Start of Materials provided
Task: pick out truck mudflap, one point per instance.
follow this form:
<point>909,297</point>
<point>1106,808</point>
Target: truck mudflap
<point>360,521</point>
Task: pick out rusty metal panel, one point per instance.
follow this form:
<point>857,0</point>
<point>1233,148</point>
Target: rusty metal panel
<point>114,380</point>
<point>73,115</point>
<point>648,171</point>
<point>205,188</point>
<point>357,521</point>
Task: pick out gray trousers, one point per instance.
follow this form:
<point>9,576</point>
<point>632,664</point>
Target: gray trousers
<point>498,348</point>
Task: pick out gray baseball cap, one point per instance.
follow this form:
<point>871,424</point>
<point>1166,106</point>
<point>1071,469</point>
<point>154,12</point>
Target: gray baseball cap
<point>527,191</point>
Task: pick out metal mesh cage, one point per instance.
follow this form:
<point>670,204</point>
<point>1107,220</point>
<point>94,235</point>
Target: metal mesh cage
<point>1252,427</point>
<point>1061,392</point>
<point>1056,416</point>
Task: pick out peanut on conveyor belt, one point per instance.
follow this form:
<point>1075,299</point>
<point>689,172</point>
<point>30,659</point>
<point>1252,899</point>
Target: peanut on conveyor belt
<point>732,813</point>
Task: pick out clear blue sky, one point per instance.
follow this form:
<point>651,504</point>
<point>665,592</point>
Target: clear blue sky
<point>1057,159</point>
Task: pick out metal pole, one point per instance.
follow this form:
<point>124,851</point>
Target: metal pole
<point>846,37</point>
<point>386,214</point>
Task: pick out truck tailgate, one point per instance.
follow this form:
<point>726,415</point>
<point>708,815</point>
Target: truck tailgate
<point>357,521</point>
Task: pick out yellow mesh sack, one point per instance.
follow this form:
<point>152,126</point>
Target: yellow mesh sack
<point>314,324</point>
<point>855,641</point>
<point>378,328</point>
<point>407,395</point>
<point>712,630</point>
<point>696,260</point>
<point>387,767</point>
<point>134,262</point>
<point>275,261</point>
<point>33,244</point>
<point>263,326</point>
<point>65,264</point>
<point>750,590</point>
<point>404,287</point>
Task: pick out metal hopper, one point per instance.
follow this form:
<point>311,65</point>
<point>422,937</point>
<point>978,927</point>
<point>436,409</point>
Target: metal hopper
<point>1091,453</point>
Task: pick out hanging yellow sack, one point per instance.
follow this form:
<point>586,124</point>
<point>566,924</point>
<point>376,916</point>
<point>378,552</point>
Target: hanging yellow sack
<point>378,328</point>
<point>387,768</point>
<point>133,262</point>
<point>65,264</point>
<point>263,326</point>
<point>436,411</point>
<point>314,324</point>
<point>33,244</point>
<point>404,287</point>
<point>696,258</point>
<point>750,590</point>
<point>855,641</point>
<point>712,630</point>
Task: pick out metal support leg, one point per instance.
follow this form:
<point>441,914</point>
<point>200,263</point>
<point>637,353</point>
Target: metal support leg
End of Materials provided
_The task_.
All the records shown above need to be given again exactly.

_Answer area_.
Task: pick out truck mudflap, one point per instance.
follow this form:
<point>909,297</point>
<point>1106,808</point>
Target: truck mudflap
<point>360,521</point>
Task: pick out rusty metal panel, one point per instance.
follow this form:
<point>857,0</point>
<point>1233,148</point>
Target: rusty metal panel
<point>114,380</point>
<point>73,115</point>
<point>648,171</point>
<point>205,188</point>
<point>357,521</point>
Task: pick out gray trousers, one point per instance.
follow this form:
<point>9,576</point>
<point>632,664</point>
Target: gray trousers
<point>498,348</point>
Task: pick out gray baseball cap, one point per instance.
follow this form:
<point>871,424</point>
<point>1166,106</point>
<point>1071,469</point>
<point>154,12</point>
Target: gray baseball cap
<point>527,191</point>
Task: pick out metal mesh cage, one point per instance.
follow this form:
<point>670,204</point>
<point>1107,220</point>
<point>94,235</point>
Target: metal mesh cage
<point>1252,427</point>
<point>1061,392</point>
<point>1056,416</point>
Task: pick out peanut on conveyor belt, one point per instance.
follow this form:
<point>1075,299</point>
<point>689,172</point>
<point>30,659</point>
<point>1252,899</point>
Target: peanut on conveyor belt
<point>732,813</point>
Task: pick out clear blue sky, one point per instance.
follow this form:
<point>651,504</point>
<point>665,592</point>
Target: clear blue sky
<point>1057,159</point>
Task: pick out metal pole, one point per instance.
follow this form:
<point>124,851</point>
Target: metal pole
<point>846,37</point>
<point>386,214</point>
Task: pick out truck tailgate, one point per instance.
follow this form:
<point>726,415</point>
<point>708,815</point>
Target: truck tailgate
<point>357,521</point>
Task: pick out yellow mesh sack, one point per instance.
follow this form:
<point>152,126</point>
Target: yellow mesh sack
<point>314,324</point>
<point>855,641</point>
<point>378,328</point>
<point>407,395</point>
<point>712,630</point>
<point>696,260</point>
<point>387,767</point>
<point>134,262</point>
<point>275,261</point>
<point>33,244</point>
<point>263,326</point>
<point>65,264</point>
<point>750,590</point>
<point>404,287</point>
Task: pick out metal hopper, one point per instance.
follow this form:
<point>311,65</point>
<point>422,937</point>
<point>978,927</point>
<point>436,409</point>
Target: metal hopper
<point>1091,453</point>
Task: pick out hanging yellow sack, one point per instance.
follow this form:
<point>586,124</point>
<point>566,924</point>
<point>376,916</point>
<point>378,552</point>
Target: hanging yellow sack
<point>378,328</point>
<point>387,768</point>
<point>133,262</point>
<point>65,264</point>
<point>263,326</point>
<point>436,411</point>
<point>314,324</point>
<point>33,244</point>
<point>404,287</point>
<point>696,258</point>
<point>750,590</point>
<point>855,641</point>
<point>712,630</point>
Task: pick out metal support leg, one point per instance.
follow this form:
<point>441,914</point>
<point>200,263</point>
<point>637,353</point>
Target: metal support leg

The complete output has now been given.